-- TASKS TO COMPLETE --
1 > In the jaw surgery article below, how long did the final operation last?
2 > Copy out the stretch of the jaw surgery article from "Oral and maxillofacial surgeon" through "an open bite.".

Jaw surgery makes a difference for young patient with severe effects of nemaline myopathy
Innovations in Pediatrics - Summer 2018
FAISAL A. QUERESHY, MD, DDS
Program Director of Oral and Maxillofacial Surgery at UH Cleveland Medical Center; Assistant Professor of Surgery, Case Western Reserve University School of Dental Medicine.
Oral and maxillofacial surgeon Faisal A. Quereshy, MD, DDS, performs jaw surgery dozens of times a year. He has incorporated 3D computer planning, as well as practicing on a 3D-printed model, for the past decade. However, a recent complex case posed a challenge to even someone with his skill, experience and technological know-how.
“It was the first case like this I’ve done in 25 years -- the most severe,” says Dr. Quereshy, Program Director of Oral and Maxillofacial Surgery at UH Cleveland Medical Center.
The challenge was nemaline myopathy, which had created deformity in his 14-year-old patient’s jaw and mouth structure, preventing her from closing her mouth. The congenital neuromuscular condition had also given Dr. Quereshy’s patient the telltale characteristics of a myopathic face – long face, increased facial height, incompetent lips, a high, arched palate and an open bite.
Despite facing a daunting, multi-year process involving multiple surgeries, the patient was determined to move forward. Her goal? To talk and sing, perhaps even swallow so that she could disconnect from her feeding tube.
Dr. Quereshy and orthodontic colleagues in the Case Western Reserve University School of Dental Medicine began the process in 2012.
“This required almost six years of preparation, to get her to this past February where we performed the last operation,” he says. “There were three surgical steps that we did to get here. The upper jaw was very small, so we expanded it and made it wider. During the second operation, we pulled some teeth to make more space and performed segmental jaw surgery to get the upper jaw level. We wanted the teeth to be nice and straight so that our later surgery would be successful. The final operation was a nine-hour, major surgery to reposition the upper and lower jaw, along with chin bone, and accomplish the facial contour we wanted.”
Dr. Quereshy says he and the patient, now 20, are both pleased with the final results.
“When she presented to us, she could not close her lips, could not swallow, could not make sounds to speak or purse her lips together,” he says. “Now she’s able to close her mouth and speak some sounds. She’s undergoing intensive speech therapy now. A GI specialist will help with the swallowing function to see if that can improve with time. Getting her lips and teeth together, hopefully that will allow her to use her tongue a little bit to throw the food back and swallow.”
Dr. Quereshy says this case has made him more aware that new technical innovations can provide virtual surgery and planning for the most complex surgical cases.
“The operation itself – it follows basic principles of what I do every day,” he says. “But her case was so severe that we had to think outside the box. As severe as a condition can be, we do have technology now that can allow us to better plan procedures. I was really confident after I planned her case that the results would be lasting. We had a really good understanding that we could accomplish this. We’re in the 21st century of surgical medicine, and we can offer patients a more normal life.”

-- RECORDS SUPPLIED --

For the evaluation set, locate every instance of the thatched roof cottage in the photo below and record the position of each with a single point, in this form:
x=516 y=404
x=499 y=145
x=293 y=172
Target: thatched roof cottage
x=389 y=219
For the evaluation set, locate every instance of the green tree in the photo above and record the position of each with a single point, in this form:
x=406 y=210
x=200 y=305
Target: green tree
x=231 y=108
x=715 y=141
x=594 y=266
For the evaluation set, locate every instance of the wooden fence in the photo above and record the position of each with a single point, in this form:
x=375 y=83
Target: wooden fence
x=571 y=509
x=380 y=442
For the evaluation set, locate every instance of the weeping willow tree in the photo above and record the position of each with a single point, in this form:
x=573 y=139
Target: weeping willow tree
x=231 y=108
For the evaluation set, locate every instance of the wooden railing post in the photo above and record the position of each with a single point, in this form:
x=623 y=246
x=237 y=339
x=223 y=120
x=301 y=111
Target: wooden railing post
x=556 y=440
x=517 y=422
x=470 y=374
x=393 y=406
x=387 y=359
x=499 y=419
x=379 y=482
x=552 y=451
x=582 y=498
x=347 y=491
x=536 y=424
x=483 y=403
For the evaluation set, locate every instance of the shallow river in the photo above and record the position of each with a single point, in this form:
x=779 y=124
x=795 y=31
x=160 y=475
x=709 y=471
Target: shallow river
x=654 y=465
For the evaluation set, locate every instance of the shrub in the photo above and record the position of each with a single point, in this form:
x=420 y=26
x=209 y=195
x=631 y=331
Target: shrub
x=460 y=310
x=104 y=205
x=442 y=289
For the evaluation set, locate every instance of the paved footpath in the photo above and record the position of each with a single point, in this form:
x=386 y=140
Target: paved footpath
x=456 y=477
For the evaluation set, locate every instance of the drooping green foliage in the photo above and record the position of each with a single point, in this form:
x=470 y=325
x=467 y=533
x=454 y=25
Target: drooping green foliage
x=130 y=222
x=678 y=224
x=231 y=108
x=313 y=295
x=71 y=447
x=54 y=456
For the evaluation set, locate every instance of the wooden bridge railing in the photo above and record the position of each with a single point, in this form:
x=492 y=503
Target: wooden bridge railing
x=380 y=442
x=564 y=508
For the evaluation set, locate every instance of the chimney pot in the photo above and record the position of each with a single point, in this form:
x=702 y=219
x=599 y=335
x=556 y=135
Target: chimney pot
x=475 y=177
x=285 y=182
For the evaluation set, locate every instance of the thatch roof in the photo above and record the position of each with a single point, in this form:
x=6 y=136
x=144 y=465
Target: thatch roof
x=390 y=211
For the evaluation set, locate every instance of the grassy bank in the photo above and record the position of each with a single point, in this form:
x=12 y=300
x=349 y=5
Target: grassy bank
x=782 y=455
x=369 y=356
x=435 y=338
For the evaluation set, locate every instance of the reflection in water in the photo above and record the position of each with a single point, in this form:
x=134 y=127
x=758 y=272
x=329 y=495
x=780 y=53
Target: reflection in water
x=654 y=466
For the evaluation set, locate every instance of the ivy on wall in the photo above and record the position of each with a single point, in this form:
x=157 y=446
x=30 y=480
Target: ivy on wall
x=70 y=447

-- RESULTS IN ORDER --
1 > Nine hours.

2 >
Oral and maxillofacial surgeon Faisal A. Quereshy, MD, DDS, performs jaw surgery dozens of times a year. He has incorporated 3D computer planning, as well as practicing on a 3D-printed model, for the past decade. However, a recent complex case posed a challenge to even someone with his skill, experience and technological know-how.
“It was the first case like this I’ve done in 25 years -- the most severe,” says Dr. Quereshy, Program Director of Oral and Maxillofacial Surgery at UH Cleveland Medical Center.
The challenge was nemaline myopathy, which had created deformity in his 14-year-old patient’s jaw and mouth structure, preventing her from closing her mouth. The congenital neuromuscular condition had also given Dr. Quereshy’s patient the telltale characteristics of a myopathic face – long face, increased facial height, incompetent lips, a high, arched palate and an open bite.